# TASK INSTRUCTIONS:
List every line in the records below that contains the word "tree".

##### DATASET EXCERPTS

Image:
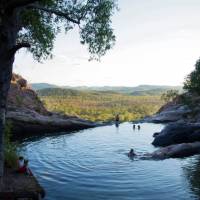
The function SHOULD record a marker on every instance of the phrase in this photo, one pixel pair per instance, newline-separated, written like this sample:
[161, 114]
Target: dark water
[93, 165]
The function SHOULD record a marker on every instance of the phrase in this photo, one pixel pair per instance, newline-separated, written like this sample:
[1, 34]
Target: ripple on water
[93, 165]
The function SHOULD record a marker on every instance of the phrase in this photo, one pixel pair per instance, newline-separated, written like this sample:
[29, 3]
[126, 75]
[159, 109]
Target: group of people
[22, 165]
[138, 126]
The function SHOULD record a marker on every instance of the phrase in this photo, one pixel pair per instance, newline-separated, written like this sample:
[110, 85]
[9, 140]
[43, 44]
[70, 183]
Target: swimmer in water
[131, 153]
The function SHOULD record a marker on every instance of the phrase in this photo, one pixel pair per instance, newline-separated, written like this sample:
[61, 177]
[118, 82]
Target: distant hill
[141, 90]
[39, 86]
[71, 92]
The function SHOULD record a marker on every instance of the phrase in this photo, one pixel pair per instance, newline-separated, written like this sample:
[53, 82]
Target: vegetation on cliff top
[99, 106]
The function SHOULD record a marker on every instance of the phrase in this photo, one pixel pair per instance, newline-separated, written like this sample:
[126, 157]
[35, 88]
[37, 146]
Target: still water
[93, 165]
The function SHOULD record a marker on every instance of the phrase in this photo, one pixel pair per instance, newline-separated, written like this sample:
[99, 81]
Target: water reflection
[192, 173]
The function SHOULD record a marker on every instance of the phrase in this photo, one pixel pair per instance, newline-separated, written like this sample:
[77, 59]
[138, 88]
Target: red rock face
[22, 96]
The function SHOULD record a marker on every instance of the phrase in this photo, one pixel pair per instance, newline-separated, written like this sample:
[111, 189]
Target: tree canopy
[192, 81]
[40, 21]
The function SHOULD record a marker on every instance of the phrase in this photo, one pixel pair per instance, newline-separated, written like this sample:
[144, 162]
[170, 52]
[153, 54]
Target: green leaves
[96, 31]
[192, 81]
[42, 21]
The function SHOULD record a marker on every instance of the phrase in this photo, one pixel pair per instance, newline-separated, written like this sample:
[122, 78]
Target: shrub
[192, 81]
[170, 95]
[10, 151]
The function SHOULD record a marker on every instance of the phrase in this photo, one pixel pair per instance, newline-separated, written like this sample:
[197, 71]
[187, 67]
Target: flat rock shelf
[18, 186]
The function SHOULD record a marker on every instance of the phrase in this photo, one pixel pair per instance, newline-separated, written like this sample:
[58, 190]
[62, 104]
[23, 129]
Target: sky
[157, 43]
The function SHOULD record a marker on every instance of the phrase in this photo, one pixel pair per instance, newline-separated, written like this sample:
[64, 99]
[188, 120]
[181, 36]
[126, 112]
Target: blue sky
[158, 42]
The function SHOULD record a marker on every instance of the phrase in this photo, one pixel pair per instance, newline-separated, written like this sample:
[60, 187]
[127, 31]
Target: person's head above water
[21, 158]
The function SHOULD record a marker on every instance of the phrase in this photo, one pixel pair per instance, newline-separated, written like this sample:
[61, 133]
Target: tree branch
[14, 49]
[56, 12]
[12, 4]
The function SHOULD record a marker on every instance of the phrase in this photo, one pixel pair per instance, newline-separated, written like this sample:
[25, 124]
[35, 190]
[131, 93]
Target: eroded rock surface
[29, 116]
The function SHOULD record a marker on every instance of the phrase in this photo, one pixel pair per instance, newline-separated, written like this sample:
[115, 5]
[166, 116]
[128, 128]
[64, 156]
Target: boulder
[29, 117]
[176, 133]
[176, 151]
[171, 113]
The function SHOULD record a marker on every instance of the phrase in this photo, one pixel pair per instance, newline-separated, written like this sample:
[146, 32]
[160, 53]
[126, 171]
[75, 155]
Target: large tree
[34, 24]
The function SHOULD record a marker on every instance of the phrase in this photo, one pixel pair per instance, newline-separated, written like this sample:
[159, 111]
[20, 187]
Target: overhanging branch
[18, 3]
[19, 46]
[56, 12]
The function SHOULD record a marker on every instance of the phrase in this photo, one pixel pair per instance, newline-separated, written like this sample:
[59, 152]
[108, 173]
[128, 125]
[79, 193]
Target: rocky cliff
[182, 118]
[29, 117]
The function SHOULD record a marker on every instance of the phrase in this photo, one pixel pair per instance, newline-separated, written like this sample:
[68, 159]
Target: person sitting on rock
[25, 169]
[131, 153]
[117, 118]
[20, 162]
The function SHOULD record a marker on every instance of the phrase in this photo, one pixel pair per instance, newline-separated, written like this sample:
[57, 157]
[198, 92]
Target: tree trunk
[8, 35]
[5, 77]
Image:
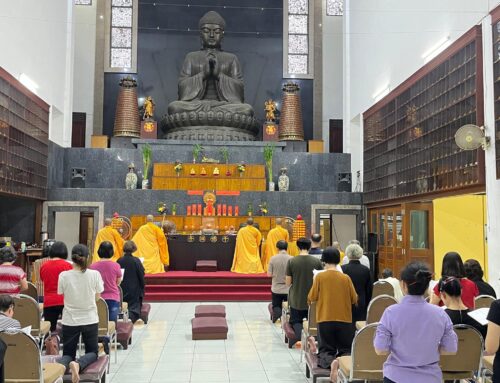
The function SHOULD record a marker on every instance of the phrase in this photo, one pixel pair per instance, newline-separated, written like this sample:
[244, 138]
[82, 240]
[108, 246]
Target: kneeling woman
[414, 333]
[81, 289]
[334, 295]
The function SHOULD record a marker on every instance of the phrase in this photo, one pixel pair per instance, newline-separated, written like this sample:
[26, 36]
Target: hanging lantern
[291, 126]
[127, 122]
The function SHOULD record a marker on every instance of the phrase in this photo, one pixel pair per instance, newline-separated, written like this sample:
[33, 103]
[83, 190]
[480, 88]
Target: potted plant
[146, 161]
[268, 159]
[224, 152]
[197, 149]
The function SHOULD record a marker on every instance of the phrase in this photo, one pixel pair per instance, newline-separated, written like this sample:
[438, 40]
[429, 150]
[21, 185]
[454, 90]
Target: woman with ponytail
[81, 289]
[414, 333]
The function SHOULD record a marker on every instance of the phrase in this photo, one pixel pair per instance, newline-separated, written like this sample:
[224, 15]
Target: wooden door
[419, 233]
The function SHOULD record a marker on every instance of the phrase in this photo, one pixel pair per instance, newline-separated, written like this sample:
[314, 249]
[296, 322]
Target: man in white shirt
[387, 277]
[364, 260]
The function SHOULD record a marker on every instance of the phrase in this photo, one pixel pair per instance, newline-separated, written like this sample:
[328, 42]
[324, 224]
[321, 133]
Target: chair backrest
[37, 265]
[32, 291]
[22, 358]
[377, 307]
[27, 312]
[366, 364]
[382, 288]
[311, 320]
[483, 301]
[103, 313]
[469, 353]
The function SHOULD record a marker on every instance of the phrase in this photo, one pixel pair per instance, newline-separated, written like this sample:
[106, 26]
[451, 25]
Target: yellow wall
[459, 226]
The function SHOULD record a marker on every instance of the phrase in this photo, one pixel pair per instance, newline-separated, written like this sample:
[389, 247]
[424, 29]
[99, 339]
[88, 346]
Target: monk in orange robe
[246, 254]
[108, 233]
[152, 247]
[279, 233]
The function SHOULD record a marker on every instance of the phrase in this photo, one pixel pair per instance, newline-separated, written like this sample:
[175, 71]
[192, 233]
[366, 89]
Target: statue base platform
[209, 133]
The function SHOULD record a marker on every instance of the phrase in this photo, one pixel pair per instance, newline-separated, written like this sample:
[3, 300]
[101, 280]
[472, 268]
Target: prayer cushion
[210, 311]
[145, 309]
[209, 328]
[204, 266]
[124, 333]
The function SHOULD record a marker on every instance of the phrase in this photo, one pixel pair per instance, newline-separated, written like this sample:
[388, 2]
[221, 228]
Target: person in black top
[474, 272]
[493, 338]
[361, 279]
[451, 292]
[133, 281]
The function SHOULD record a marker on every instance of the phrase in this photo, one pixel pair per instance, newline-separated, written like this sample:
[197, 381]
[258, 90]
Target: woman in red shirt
[53, 303]
[454, 267]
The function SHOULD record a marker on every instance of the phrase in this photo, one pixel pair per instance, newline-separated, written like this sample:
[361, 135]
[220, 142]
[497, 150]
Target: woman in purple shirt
[414, 333]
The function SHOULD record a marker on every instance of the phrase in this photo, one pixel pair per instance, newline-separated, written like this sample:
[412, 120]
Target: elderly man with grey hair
[365, 261]
[361, 279]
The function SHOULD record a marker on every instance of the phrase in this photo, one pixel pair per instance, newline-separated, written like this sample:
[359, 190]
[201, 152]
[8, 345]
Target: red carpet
[196, 286]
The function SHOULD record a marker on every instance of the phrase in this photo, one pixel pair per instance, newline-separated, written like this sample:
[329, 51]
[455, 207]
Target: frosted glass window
[297, 24]
[121, 58]
[121, 3]
[298, 44]
[121, 37]
[297, 64]
[298, 7]
[121, 17]
[334, 7]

##########

# TASK RESULT:
Target: tree canopy
Target: tree branch
Target: large tree
Target: tree trunk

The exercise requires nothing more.